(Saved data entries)
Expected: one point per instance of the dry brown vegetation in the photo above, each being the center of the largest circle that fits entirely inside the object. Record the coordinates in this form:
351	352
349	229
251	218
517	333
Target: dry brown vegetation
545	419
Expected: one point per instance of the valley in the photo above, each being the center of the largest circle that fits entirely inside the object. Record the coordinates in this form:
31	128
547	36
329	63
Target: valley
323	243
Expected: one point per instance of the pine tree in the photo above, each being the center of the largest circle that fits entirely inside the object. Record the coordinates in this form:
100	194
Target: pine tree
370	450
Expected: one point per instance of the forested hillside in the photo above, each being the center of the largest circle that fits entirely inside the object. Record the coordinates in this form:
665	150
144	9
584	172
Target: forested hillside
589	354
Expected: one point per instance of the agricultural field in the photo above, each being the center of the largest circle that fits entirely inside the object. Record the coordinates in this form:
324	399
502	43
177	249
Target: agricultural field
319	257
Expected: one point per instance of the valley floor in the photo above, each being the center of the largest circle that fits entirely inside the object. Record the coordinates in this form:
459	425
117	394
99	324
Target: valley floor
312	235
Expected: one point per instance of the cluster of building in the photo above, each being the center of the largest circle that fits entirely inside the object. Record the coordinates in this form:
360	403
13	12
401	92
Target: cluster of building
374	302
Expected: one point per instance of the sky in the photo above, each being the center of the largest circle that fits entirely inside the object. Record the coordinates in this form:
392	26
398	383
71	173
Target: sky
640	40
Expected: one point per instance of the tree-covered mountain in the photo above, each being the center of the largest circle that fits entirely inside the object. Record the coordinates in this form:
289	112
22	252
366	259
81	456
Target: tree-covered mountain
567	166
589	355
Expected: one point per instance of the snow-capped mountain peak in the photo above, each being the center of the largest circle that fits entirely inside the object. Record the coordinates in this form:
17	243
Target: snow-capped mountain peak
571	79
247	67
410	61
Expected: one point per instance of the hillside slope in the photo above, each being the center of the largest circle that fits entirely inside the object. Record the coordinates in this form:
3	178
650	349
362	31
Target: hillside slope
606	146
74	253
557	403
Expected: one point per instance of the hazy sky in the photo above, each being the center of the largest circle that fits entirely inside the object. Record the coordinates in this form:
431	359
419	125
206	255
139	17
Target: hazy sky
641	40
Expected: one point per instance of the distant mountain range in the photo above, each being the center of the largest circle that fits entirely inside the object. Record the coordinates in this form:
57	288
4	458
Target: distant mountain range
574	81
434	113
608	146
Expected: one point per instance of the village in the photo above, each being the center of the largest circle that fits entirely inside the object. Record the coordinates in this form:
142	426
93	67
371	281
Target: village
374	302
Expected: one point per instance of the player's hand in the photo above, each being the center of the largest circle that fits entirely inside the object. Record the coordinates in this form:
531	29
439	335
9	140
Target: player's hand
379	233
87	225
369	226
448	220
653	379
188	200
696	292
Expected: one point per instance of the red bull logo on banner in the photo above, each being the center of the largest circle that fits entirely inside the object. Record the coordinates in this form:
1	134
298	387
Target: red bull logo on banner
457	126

**Required work**
Copy all of the data exactly.

**Completed task**
Expected: one point per instance of the dry brown vegetation in the photo above, each being the center of the largest circle that fits entirely inside the object. Record the coordinates in this form:
351	352
349	229
251	218
517	333
Target: dry brown vegetation
545	419
Expected: one point per instance of the valley in the photo above, each being the center of the largest circle that fits entirely inside the object. Record the coordinates in this form:
31	128
547	36
329	63
Target: valley
323	243
Expected: one point per instance of the pine tree in the photo above, each being the center of the largest circle that fits entirely inside the object. Record the coordinates in this form:
100	194
Target: pine tree
370	450
Expected: one point per instance of the forested hillside in the photo above, each being the center of the largest circle that fits entirely inside the object. Record the coordinates in this form:
665	150
144	9
584	172
Target: forested hillside
589	354
Expected: one point per instance of the agricultural field in the photo above, each being the center of the largest circle that fits entirely inside the object. Record the coordinates in this form:
324	399
502	43
177	249
Target: agricultural field
319	257
Expected: one point per instance of the valley floor in the photo above, each being the center of the largest circle that fits entirely inside the object. Record the coordinates in this form:
459	425
117	394
99	324
Target: valley floor
312	235
Expected: one point per instance of the cluster of building in the photo above, each being the center of the largest circle that fits entirely inside the object. Record the coordinates in this form:
360	403
13	12
401	92
Target: cluster of building
374	302
Expected: one point per instance of the sky in the photo above, each being the center of the largest circle that fits entirely inside the object. Record the coordinates in this form:
392	26
398	383
71	173
Target: sky
640	40
Expected: one point per instance of the tree-covered mountain in the photo above, each being the center of the largest circle that fits entirely inside the object. Record the coordinates in this form:
289	112
22	252
366	259
81	456
Target: tree-covered mountain
567	166
589	355
Expected: one point per instance of the snow-capped mountain peak in the photo above, each being the center of the largest circle that fits entirely inside the object. Record the coordinates in this form:
17	243
Target: snow-capped mountain peak
571	79
247	67
410	61
Expected: one point per instance of the hillside slope in the photo above, each being the center of the largest circle that fits entirely inside the object. Record the coordinates in this form:
3	178
650	349
362	31
Target: hillside slope
606	146
74	253
557	403
Expected: one point per instance of the hazy sky in the photo above, each being the center of the largest circle that fits entirely inside the object. Record the coordinates in this form:
431	359
419	125
206	255
139	17
Target: hazy sky
641	40
Expected: one point per instance of the distant mountain range in the photo above, each being the center of the largest circle that fits entirely inside the object. Record the coordinates in this form:
57	288
4	458
Target: distant mountain range
574	81
434	113
608	146
Expected: one point per instance of the village in the photo above, each being the center of the largest circle that fits entirely inside the object. Record the coordinates in this form:
142	426
93	67
371	281
Target: village
374	302
Expected: one point per instance of the player's hand in the photo above, each being the center of the largest circle that fits entirely inside the object. Record the coordinates in this form:
531	29
439	335
9	140
Target: player's hand
379	233
87	225
369	226
448	220
653	379
188	200
696	292
Expected: one point per instance of the red bull logo on banner in the photo above, each being the center of the largest circle that fits entirely inside the object. Record the coordinates in this form:
1	134
298	387
Target: red bull logo on banner
457	126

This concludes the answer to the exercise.